[Your objective] Would you retype each of the records exactly as shown?

══════════

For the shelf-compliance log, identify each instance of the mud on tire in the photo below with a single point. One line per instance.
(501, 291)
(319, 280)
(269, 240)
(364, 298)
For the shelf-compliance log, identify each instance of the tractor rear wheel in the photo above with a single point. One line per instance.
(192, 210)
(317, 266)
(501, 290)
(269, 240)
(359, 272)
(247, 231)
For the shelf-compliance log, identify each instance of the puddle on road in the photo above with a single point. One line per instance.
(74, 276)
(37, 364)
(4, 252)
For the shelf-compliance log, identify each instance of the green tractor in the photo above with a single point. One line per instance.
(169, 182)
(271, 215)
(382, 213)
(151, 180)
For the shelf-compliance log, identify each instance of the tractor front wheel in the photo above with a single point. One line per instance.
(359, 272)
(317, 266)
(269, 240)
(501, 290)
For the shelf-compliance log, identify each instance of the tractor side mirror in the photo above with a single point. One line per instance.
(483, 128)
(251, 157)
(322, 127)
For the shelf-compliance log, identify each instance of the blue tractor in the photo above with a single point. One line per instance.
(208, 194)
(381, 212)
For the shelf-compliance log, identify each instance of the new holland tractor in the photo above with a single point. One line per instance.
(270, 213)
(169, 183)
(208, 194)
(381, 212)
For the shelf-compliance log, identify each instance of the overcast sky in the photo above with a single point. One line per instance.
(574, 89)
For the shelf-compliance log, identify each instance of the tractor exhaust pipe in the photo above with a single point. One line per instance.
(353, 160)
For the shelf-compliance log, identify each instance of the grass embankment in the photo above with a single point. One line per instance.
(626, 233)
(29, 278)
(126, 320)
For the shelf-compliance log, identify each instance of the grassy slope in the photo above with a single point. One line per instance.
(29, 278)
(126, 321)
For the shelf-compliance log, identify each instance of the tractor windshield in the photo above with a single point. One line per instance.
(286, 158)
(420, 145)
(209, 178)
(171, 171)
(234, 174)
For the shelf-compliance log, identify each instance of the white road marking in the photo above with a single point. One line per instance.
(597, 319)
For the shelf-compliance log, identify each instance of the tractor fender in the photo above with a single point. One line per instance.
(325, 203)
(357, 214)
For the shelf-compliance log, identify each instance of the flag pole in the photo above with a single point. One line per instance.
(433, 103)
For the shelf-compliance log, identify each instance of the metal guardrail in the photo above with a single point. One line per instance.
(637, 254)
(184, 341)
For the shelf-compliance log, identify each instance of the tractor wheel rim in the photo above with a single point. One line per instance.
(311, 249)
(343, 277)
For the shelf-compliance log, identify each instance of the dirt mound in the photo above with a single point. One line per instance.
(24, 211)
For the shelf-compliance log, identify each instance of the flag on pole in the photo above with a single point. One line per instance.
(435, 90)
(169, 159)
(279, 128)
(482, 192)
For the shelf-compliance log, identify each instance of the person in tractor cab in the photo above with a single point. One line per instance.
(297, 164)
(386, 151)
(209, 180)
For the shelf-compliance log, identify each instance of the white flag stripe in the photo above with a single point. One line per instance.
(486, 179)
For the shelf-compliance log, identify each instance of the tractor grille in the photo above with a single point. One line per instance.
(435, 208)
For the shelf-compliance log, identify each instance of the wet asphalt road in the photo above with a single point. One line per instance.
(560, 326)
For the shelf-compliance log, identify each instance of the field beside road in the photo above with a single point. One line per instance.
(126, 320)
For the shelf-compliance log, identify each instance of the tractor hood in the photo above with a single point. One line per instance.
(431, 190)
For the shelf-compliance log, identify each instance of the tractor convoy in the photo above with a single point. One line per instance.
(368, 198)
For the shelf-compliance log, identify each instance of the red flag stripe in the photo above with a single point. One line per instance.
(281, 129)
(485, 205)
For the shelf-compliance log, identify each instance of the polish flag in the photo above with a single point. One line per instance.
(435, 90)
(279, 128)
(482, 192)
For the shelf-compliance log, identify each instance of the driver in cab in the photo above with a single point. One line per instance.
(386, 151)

══════════

[Answer box]
For the shelf-compliance log, identify each instance of the mud on tire in the photo below with a single point. One line per instance.
(501, 291)
(319, 280)
(269, 240)
(364, 298)
For the shelf-compliance log, identify each instance of the tractor rear wheel in the photo above with a single point. One line per instance.
(192, 210)
(317, 266)
(501, 290)
(269, 240)
(359, 272)
(247, 231)
For the shelf-compliance log, identify each instance of the puddle on road in the photo above with a single point. One line per instance.
(74, 276)
(37, 364)
(4, 252)
For the shelf-compliance log, identify each instance of the green tractor in the photo above with a single point. One line per instance.
(169, 182)
(271, 215)
(382, 213)
(151, 180)
For the shelf-compliance log, identify each instance of the tractor front wheel in the photo above with a single point. One line per instance.
(359, 272)
(317, 266)
(269, 240)
(501, 290)
For the shelf-compliance log, identify each instance of the tractor side mirror in the photo above with a single point. One line per instance.
(483, 128)
(251, 157)
(322, 127)
For the shelf-compliance log, identify each instance of the blue tractor in the photo above with a single point. One line per instance.
(208, 194)
(381, 212)
For the shelf-compliance log, identify each instance of the new holland tractor in the photo above with a single point. One line per instance.
(270, 213)
(169, 183)
(208, 194)
(381, 212)
For the shelf-compliance log, identify each instance of the overcast sky in the photo above with a single point. One line per instance.
(574, 89)
For the shelf-compliance log, identify each instance of the tractor exhaust pipe in the photo above with a single point. One line per instance.
(353, 160)
For the shelf-compliance log, identify each instance of the grass embankment in the photo above with a single point. One line per instance.
(626, 233)
(29, 278)
(126, 320)
For the shelf-compliance log, identify each instance of the grassy slope in the photo above with a single point. One line per instance.
(29, 278)
(126, 321)
For the shelf-compliance log, identify each instance of the tractor windshield in the photo above with a single point. One line per instance.
(286, 158)
(420, 145)
(209, 178)
(171, 171)
(234, 174)
For the shelf-compliance log, identify each instance of the white road marking in the photo above with a single point. One line per instance.
(597, 319)
For the shelf-compliance log, identify each instance of the tractor fender in the photo above with a single point. One line per instance.
(325, 203)
(357, 214)
For the shelf-compliance log, identify each instance of the flag pole in the photo above with a single point. One line per instance.
(433, 103)
For the shelf-compliance log, identify each instance of the metal guardrail in the photo above with a single point. One line per instance.
(637, 254)
(184, 341)
For the shelf-compliance log, identify each instance of the tractor wheel rim in the photo above with a single point. One line per instance.
(311, 249)
(343, 277)
For the shelf-compliance log, identify each instance of the dirt mound in the photo above with a single point. One line per instance.
(24, 211)
For the shelf-compliance log, identify each instance of the flag on pole in the photo above with a single point. One line per instance.
(435, 90)
(169, 159)
(279, 128)
(482, 192)
For the shelf-compliance log, identify each instance of the person in tractor cab in the photo above with a single point. One line per instance.
(297, 164)
(386, 151)
(209, 180)
For the shelf-compliance log, identify each instance of the white flag stripe in the photo above with a single point. One line per instance.
(486, 179)
For the shelf-compliance log, identify each instance of the tractor grille in the photo above with a single point. One line per instance.
(435, 208)
For the shelf-compliance log, identify each instance of the wet asphalt road in the photo above with a single point. One line per instance.
(560, 326)
For the shelf-compliance log, identify each instance of the field beside road in the photo above with a single point. One line per instance.
(126, 320)
For the shelf-compliance log, identify each instance of the tractor hood in the photo above with a single point. One line per instance.
(431, 190)
For the shelf-compliance log, identify each instance of the tractor convoy in the photo above with a single point. One line per instance.
(368, 198)
For the shelf-compliance log, identify each instance of the red flag stripe in the photo above with a single point. One line per instance.
(281, 129)
(485, 205)
For the shelf-compliance log, identify each instance of the polish flag in the photo above with a single point. One line per instance.
(435, 90)
(279, 128)
(482, 192)
For the shelf-compliance log, identify each instance of the driver in cab in the photo above with a single point. One line per instance.
(386, 151)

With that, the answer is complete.